[Entries from a point annotation set]
[start]
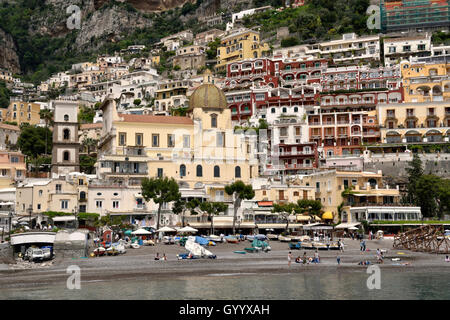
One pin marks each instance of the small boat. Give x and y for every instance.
(307, 245)
(135, 245)
(231, 239)
(284, 239)
(112, 251)
(272, 236)
(100, 251)
(295, 246)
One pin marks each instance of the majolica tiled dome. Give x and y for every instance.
(207, 96)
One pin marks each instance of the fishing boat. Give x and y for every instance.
(231, 239)
(100, 251)
(284, 239)
(272, 236)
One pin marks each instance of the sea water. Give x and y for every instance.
(297, 286)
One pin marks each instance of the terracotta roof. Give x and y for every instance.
(91, 126)
(156, 119)
(9, 127)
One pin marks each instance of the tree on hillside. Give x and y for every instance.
(32, 140)
(285, 210)
(160, 190)
(432, 195)
(414, 171)
(240, 191)
(212, 209)
(47, 116)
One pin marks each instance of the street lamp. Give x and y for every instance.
(30, 211)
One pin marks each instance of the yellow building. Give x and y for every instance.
(21, 112)
(426, 82)
(12, 168)
(241, 45)
(414, 122)
(67, 195)
(368, 190)
(200, 151)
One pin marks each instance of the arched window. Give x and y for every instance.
(182, 170)
(199, 171)
(214, 121)
(216, 172)
(237, 172)
(66, 133)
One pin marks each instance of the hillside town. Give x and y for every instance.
(335, 123)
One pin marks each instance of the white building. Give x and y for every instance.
(398, 49)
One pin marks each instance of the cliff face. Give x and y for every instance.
(8, 53)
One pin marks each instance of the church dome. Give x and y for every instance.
(207, 96)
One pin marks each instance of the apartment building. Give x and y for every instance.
(350, 50)
(369, 200)
(12, 168)
(415, 122)
(425, 82)
(242, 44)
(171, 94)
(22, 112)
(190, 149)
(190, 58)
(203, 38)
(398, 49)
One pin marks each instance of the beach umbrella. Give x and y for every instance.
(141, 232)
(166, 229)
(187, 229)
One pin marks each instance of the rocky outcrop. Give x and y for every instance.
(8, 53)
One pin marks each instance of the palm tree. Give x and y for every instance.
(47, 116)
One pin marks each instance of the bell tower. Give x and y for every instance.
(65, 158)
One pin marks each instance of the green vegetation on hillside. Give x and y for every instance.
(317, 20)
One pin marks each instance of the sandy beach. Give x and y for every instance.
(140, 262)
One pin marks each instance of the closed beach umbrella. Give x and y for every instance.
(141, 232)
(166, 229)
(187, 229)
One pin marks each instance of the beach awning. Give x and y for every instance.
(64, 218)
(301, 217)
(165, 229)
(187, 229)
(265, 203)
(347, 225)
(141, 232)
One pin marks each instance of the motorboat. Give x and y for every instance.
(168, 240)
(284, 239)
(231, 239)
(100, 251)
(271, 236)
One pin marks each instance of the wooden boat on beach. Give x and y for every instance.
(272, 236)
(284, 239)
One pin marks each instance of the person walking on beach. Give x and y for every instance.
(316, 257)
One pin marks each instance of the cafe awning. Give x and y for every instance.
(347, 225)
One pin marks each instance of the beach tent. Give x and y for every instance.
(201, 241)
(187, 229)
(166, 229)
(141, 232)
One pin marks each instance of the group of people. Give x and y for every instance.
(157, 257)
(305, 259)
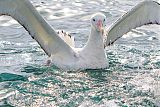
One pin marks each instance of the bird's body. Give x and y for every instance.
(60, 46)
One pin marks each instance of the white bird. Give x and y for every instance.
(62, 53)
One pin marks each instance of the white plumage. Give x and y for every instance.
(60, 46)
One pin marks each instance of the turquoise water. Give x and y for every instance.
(132, 79)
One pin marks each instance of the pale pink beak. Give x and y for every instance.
(100, 26)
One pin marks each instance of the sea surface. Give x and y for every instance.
(132, 79)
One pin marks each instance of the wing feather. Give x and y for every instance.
(147, 12)
(24, 12)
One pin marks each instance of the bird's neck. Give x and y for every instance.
(94, 44)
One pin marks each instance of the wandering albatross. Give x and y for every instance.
(60, 46)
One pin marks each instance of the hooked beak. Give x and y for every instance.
(100, 26)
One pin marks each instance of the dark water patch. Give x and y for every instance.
(11, 77)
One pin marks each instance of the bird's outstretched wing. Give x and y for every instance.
(147, 12)
(24, 12)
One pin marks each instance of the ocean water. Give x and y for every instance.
(132, 79)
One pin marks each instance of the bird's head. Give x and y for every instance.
(98, 21)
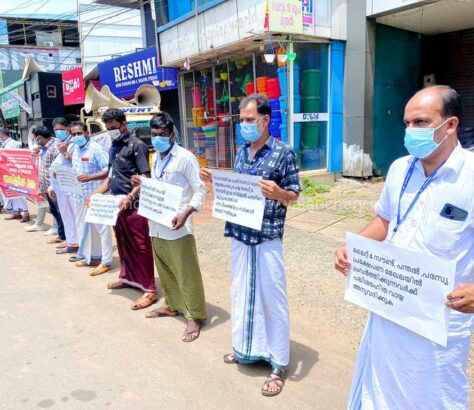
[end]
■ Problem ■
Find every line in the entries above that contains the word "wing", treating case as significant, and copy each of those lines.

■ Result ■
One pin marks each instance of the wing feather. Give x and y for every instance.
One pin marks each instance of the bird's outstretched wing. Give x and y for every instance.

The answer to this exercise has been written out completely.